Exercise requirements
Reproduce exactly the lines from the one containing "Mark every instance of the balcony" through the last line of the records below, both included, and nothing else.
══ Raw data ══
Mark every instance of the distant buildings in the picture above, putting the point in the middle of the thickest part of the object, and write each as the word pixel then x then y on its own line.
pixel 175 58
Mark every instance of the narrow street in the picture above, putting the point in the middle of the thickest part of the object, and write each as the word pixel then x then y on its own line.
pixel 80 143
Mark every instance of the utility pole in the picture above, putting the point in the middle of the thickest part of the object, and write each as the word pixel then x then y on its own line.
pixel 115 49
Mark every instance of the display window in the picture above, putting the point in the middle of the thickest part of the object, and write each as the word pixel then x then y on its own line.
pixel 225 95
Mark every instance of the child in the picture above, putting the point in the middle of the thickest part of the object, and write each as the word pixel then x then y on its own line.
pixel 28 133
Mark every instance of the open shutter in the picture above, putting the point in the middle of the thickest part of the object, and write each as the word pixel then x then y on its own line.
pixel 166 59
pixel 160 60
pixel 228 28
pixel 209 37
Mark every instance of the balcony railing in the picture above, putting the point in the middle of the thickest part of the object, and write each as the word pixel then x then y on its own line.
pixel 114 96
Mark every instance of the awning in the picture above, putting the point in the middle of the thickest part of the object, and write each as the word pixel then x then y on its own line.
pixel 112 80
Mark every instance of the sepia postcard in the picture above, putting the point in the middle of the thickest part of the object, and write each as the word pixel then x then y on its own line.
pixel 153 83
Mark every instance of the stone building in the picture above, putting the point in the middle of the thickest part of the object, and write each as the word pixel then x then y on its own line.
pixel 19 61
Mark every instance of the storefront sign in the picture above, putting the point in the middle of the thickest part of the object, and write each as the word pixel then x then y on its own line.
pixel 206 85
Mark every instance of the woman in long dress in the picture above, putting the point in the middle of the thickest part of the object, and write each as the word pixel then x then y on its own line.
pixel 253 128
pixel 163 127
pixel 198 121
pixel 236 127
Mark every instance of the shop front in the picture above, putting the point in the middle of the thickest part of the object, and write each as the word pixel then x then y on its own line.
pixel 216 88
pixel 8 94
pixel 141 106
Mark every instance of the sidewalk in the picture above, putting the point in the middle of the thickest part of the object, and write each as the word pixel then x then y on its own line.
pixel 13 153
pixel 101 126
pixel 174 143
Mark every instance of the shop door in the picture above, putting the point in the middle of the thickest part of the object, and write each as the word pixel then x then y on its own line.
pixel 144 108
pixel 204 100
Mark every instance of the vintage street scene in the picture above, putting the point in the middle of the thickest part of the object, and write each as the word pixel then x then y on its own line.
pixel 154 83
═══
Exercise output
Mark every instance of the balcony railing in the picture above, putting the point in the middle of the thickest part of the object, and write each as the word pixel then x then y on its own line.
pixel 114 96
Mark every instance of the awning in the picture above, putting the point in the middle of the thickest part of the object, and write each as the word pixel then x then y on its own line.
pixel 112 80
Mark every instance of the sepia postcard in the picture above, putting the point in the middle of the thickest part of the object, and write each as the word pixel then x then y on its own line.
pixel 153 83
Mark every instance of the stone building in the picture above, putting the point in the middle of the thickest part of the object, and write each as the word pixel then x then y on its own line.
pixel 19 61
Mark every instance of the storefront sign in the picture above, putting the point in the middle of the thickest part of the object, and write each as the word pixel then x then y on its own line.
pixel 206 85
Mark every instance of the woman in long dress in the picture above, putting the point in the middle of the thickest part of the object, and write each as the word pixel then x then y on its own line.
pixel 253 128
pixel 163 127
pixel 198 121
pixel 236 127
Mark every instance of the shop front in the picture above, putting the point in the middle of the thickest part of the object, and write each as the word pixel then x then y on its own line.
pixel 216 88
pixel 8 94
pixel 141 106
Mark every instance of the sidewalk in the picture above, putting the point in the middle of the thickest part of the object, and write each as the word pixel then x then y on its own line.
pixel 13 153
pixel 101 126
pixel 174 143
Mark every instance of the shop door in the picture above, putting the point in the middle of the thickest part of the object, and write each as the word pixel then x then y on its own line.
pixel 144 108
pixel 204 100
Mark every instance of the vintage street scene in the picture above, putting the point in the middle of the thickest part of the object, and write each as the word pixel then x then y on its own line.
pixel 154 83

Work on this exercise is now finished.